▶ [Problem description] Extract every line of the records that contains the word "horse" and copy each one out.

====

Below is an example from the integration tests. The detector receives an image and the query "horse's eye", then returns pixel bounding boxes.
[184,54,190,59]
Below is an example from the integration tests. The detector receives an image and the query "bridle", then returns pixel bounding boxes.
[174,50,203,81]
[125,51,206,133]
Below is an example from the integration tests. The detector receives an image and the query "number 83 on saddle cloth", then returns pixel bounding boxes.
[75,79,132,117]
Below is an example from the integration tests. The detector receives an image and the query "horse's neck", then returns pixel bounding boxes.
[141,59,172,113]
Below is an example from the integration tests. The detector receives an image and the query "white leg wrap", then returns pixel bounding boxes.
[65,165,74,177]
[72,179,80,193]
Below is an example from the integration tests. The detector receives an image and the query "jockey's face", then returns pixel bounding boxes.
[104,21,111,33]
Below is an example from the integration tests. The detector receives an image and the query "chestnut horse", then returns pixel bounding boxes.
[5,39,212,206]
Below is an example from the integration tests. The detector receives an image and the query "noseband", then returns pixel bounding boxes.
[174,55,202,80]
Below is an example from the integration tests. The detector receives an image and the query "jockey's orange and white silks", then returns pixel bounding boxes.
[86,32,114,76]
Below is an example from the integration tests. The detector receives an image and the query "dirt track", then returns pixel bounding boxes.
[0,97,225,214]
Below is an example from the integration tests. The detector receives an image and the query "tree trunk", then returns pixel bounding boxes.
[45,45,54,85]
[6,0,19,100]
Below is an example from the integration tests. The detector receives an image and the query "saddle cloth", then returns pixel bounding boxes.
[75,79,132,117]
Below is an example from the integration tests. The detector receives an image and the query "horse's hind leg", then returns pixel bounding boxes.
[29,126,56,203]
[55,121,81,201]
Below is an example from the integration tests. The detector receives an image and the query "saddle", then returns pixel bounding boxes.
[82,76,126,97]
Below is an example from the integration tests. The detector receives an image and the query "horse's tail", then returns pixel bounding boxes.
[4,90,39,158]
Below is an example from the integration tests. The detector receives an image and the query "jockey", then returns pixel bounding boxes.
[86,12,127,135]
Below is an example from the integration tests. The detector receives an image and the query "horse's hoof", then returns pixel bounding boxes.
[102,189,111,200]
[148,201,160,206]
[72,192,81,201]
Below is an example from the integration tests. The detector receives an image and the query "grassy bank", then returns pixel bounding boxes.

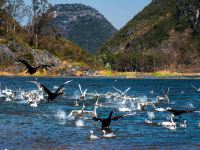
[0,70,200,78]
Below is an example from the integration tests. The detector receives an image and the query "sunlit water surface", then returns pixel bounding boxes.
[0,77,200,150]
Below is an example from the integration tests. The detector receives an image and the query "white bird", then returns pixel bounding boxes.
[78,84,87,100]
[180,120,187,128]
[0,83,6,97]
[102,130,116,138]
[158,117,176,130]
[94,99,102,106]
[2,87,14,99]
[67,108,84,118]
[74,101,79,106]
[82,103,85,108]
[151,103,166,111]
[84,106,97,118]
[145,119,153,124]
[90,130,99,139]
[191,84,200,92]
[119,107,132,112]
[157,88,169,104]
[149,90,154,94]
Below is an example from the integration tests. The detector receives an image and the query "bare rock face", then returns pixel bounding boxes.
[0,45,15,64]
[0,41,61,73]
[47,4,117,54]
[31,49,61,66]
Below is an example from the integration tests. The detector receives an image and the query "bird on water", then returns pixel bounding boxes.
[17,59,54,75]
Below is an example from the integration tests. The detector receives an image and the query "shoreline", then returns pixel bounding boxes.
[0,72,200,79]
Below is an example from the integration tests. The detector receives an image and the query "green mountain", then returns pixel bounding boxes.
[0,10,99,76]
[99,0,200,72]
[50,4,117,54]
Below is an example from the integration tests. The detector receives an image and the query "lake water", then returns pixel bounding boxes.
[0,77,200,150]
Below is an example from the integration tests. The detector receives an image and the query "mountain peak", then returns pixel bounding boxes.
[48,4,117,53]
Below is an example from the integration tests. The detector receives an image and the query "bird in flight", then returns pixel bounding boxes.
[17,59,55,75]
[92,110,135,132]
[29,80,71,102]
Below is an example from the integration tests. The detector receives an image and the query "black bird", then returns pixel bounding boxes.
[92,110,129,132]
[30,80,71,102]
[17,59,54,75]
[191,84,200,92]
[167,108,195,117]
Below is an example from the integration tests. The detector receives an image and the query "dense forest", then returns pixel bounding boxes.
[0,0,100,75]
[99,0,200,72]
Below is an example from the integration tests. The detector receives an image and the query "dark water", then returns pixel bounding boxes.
[0,77,200,150]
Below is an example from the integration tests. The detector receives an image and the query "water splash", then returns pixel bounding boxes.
[75,120,84,127]
[55,110,67,124]
[73,90,80,99]
[147,112,155,120]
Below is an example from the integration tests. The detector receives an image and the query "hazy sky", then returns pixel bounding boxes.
[25,0,151,29]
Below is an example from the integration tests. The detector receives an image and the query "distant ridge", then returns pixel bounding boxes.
[99,0,200,72]
[48,4,117,54]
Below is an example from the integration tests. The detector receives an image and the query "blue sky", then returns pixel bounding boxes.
[25,0,151,29]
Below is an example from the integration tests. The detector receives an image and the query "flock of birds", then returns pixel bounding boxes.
[0,60,200,139]
[0,80,200,139]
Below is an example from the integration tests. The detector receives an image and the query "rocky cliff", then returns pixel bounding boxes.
[99,0,200,72]
[47,4,117,54]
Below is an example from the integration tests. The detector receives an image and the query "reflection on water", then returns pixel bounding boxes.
[0,77,200,149]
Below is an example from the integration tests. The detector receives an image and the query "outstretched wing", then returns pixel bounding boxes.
[17,59,33,69]
[191,84,199,91]
[113,86,123,94]
[92,117,102,121]
[163,88,169,96]
[29,81,52,95]
[56,80,72,93]
[78,84,83,94]
[37,65,55,70]
[111,115,124,121]
[112,112,136,121]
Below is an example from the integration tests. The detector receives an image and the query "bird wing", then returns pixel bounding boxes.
[17,59,32,69]
[163,88,169,97]
[78,84,83,94]
[111,115,124,121]
[29,81,52,95]
[37,65,54,70]
[56,80,72,93]
[123,87,131,95]
[113,86,123,94]
[191,84,198,91]
[92,117,103,121]
[111,112,136,121]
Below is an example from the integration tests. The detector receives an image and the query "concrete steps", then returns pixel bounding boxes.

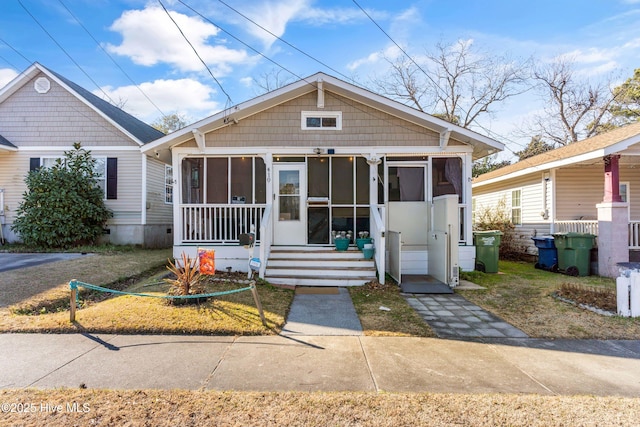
[265,246,376,286]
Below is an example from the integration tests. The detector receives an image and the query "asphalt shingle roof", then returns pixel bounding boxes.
[473,122,640,184]
[0,135,18,148]
[42,68,164,144]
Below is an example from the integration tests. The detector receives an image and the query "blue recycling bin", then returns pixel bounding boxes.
[531,236,558,271]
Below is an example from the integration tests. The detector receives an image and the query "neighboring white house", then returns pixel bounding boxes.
[0,63,173,247]
[473,123,640,276]
[142,73,503,284]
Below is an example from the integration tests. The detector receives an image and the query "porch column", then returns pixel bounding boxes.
[596,155,629,277]
[603,154,622,202]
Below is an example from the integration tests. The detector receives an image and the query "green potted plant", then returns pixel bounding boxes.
[356,231,372,251]
[331,231,351,251]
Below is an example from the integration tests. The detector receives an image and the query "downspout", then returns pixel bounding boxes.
[140,154,148,227]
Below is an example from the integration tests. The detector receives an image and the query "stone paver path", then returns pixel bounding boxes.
[403,294,528,338]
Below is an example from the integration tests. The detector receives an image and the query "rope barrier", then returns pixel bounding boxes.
[69,280,267,327]
[69,280,251,301]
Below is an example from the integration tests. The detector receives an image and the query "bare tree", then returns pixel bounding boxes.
[151,113,187,134]
[373,40,531,127]
[529,57,615,146]
[251,68,293,95]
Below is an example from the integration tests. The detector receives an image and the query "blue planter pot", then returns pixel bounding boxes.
[333,239,349,251]
[356,237,373,250]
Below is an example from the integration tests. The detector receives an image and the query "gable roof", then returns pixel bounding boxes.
[0,135,18,151]
[142,73,504,159]
[0,62,164,145]
[473,122,640,186]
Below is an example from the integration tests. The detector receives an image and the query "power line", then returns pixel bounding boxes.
[58,0,165,117]
[215,0,354,82]
[158,0,233,104]
[18,0,115,105]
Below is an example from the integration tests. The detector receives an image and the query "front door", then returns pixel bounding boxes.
[273,163,307,245]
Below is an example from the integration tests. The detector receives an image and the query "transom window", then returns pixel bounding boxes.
[511,190,522,225]
[301,111,342,130]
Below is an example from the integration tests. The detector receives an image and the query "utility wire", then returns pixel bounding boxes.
[18,0,115,105]
[158,0,233,104]
[215,0,354,82]
[58,0,166,117]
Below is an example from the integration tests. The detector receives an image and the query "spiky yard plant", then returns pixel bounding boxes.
[164,252,205,296]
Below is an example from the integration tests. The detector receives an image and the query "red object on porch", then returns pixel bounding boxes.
[198,248,216,276]
[602,154,622,202]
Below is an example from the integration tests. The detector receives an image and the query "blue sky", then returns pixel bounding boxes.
[0,0,640,157]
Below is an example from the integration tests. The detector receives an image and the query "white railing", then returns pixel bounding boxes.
[554,220,598,236]
[629,221,640,250]
[259,205,273,279]
[369,206,387,284]
[180,204,266,246]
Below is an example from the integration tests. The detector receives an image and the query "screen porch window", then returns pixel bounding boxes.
[181,156,266,204]
[511,190,522,225]
[301,111,342,130]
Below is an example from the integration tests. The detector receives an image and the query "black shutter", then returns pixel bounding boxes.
[29,157,40,172]
[107,157,118,199]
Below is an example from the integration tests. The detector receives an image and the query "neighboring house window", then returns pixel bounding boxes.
[301,111,342,130]
[511,190,522,225]
[29,157,118,200]
[164,165,173,204]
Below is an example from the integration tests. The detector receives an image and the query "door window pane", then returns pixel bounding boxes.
[356,157,369,205]
[182,158,204,203]
[254,157,267,203]
[231,157,253,204]
[331,157,353,204]
[431,157,462,203]
[278,171,300,221]
[207,157,229,203]
[308,157,329,197]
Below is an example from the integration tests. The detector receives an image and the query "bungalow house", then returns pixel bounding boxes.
[142,73,503,286]
[0,63,173,247]
[472,123,640,277]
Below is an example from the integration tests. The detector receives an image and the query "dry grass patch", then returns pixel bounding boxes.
[0,389,640,427]
[457,260,640,339]
[349,280,435,337]
[0,273,293,335]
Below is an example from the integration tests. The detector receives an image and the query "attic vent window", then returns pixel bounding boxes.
[33,77,51,93]
[301,111,342,130]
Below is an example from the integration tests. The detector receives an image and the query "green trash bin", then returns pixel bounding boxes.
[473,230,502,273]
[553,232,596,276]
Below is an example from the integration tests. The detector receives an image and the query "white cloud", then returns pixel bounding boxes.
[0,68,18,88]
[94,79,220,123]
[106,6,249,75]
[347,45,400,71]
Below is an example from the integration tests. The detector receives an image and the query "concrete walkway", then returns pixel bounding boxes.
[0,252,91,271]
[0,334,640,397]
[280,288,362,336]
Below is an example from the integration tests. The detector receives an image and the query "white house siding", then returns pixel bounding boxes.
[555,164,604,220]
[473,173,552,254]
[0,74,137,147]
[206,92,442,151]
[145,159,173,247]
[0,70,171,245]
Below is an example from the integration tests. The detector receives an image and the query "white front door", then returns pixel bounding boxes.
[273,163,307,245]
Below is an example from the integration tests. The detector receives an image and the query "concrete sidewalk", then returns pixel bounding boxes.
[0,334,640,397]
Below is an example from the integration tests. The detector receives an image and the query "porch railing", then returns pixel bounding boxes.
[259,205,273,279]
[180,204,266,243]
[369,206,387,284]
[554,220,598,236]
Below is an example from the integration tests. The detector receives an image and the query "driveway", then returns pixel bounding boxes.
[0,253,87,272]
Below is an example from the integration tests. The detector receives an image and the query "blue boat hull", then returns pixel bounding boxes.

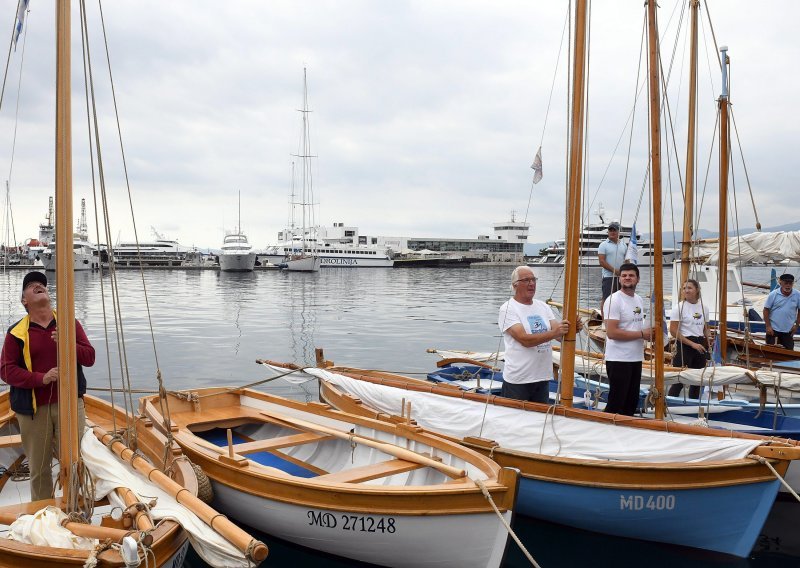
[516,477,779,557]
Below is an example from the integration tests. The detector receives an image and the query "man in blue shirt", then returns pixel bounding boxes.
[764,273,800,349]
[597,222,628,313]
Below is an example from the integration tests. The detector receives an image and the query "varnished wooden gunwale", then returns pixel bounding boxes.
[141,389,516,515]
[327,366,800,447]
[320,371,789,490]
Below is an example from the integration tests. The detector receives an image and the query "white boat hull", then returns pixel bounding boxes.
[219,252,256,272]
[213,482,511,568]
[285,256,322,272]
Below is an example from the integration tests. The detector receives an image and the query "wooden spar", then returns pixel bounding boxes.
[55,0,79,513]
[94,426,267,562]
[647,0,665,420]
[673,0,700,284]
[261,404,467,479]
[717,46,729,356]
[560,0,588,406]
[0,511,153,544]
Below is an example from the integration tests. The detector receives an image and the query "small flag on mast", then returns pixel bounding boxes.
[531,146,542,183]
[625,223,639,264]
[14,0,30,51]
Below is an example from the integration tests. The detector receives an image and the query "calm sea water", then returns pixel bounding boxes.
[0,267,800,567]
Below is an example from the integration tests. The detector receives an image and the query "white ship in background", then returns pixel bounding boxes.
[258,223,394,268]
[39,199,100,270]
[528,204,677,267]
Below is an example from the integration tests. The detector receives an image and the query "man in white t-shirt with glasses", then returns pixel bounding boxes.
[497,266,580,403]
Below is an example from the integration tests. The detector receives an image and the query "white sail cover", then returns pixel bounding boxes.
[81,430,252,568]
[306,368,760,463]
[692,231,800,266]
[553,351,760,386]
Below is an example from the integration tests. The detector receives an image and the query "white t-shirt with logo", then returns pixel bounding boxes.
[603,290,645,362]
[497,298,556,384]
[669,301,708,337]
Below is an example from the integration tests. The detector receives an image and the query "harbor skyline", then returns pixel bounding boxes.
[0,1,800,248]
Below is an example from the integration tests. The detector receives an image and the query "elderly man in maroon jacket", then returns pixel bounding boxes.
[0,272,94,501]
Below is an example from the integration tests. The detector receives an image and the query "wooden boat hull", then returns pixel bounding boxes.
[320,369,796,556]
[0,391,192,568]
[213,482,511,568]
[141,389,517,568]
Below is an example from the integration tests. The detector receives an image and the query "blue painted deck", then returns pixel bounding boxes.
[195,428,317,478]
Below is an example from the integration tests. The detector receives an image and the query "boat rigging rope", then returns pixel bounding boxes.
[472,479,541,568]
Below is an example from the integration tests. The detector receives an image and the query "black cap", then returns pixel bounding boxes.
[22,271,47,292]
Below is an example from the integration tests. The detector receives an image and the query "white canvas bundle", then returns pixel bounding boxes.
[307,369,760,463]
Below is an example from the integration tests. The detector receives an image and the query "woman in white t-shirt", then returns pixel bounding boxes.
[668,278,711,398]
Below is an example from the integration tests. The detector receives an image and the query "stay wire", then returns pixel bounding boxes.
[0,0,23,114]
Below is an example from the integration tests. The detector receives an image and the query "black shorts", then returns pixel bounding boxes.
[603,276,619,302]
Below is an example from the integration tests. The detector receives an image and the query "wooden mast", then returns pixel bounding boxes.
[55,0,79,512]
[678,0,700,284]
[717,45,729,350]
[647,0,664,420]
[561,0,588,406]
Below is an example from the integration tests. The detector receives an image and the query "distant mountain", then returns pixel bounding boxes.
[644,222,800,250]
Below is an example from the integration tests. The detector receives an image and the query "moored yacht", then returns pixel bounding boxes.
[528,205,676,267]
[219,232,256,272]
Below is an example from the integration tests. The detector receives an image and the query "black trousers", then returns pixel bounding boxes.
[606,361,642,416]
[667,337,708,398]
[766,331,794,351]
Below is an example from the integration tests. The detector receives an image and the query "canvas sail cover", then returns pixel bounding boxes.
[81,430,252,568]
[306,368,760,463]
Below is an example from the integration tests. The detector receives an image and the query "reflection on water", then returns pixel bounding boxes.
[0,267,798,567]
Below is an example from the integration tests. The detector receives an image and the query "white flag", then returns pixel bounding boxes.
[14,0,30,51]
[531,146,542,183]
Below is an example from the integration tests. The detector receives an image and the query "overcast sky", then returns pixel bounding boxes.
[0,0,800,247]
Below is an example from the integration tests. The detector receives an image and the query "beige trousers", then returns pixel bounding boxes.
[17,398,86,501]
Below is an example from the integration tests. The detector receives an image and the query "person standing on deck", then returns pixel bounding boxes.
[603,262,654,416]
[0,272,95,501]
[667,278,711,398]
[597,222,628,316]
[497,266,580,404]
[764,272,800,350]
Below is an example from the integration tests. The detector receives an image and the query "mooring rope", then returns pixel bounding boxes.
[472,479,541,568]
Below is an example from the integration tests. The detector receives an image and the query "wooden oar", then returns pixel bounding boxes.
[93,426,268,562]
[261,409,467,479]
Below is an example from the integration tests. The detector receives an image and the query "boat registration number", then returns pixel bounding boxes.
[619,495,675,511]
[306,511,397,534]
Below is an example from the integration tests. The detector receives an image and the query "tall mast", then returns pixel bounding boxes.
[678,0,700,284]
[561,0,588,406]
[717,45,730,354]
[647,0,664,420]
[55,0,79,512]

====

▶ [Solution below]
Below is an example from the integration tests. The detector receives an image and the query "horse's eye", then returns pixel bounding boxes.
Below is an example from the integration tests. The detector receives an image and the query "horse's neck", then returns pixel bounding boxes.
Below is an example from the integration tests. The detector receives an image and the query "chestnut horse", then returns pixel bounding boxes.
Below is an example from the integration tests. The detector receives an image and the query "horse's hind leg", then returns pixel bounding boxes.
Below is an example from the integration tests. The detector receives an image and the query "horse's tail", then returns pixel bounding boxes.
Below is an example from the integration tests. The detector receives an image and the query "horse's hoof", then returns pixel bounding boxes.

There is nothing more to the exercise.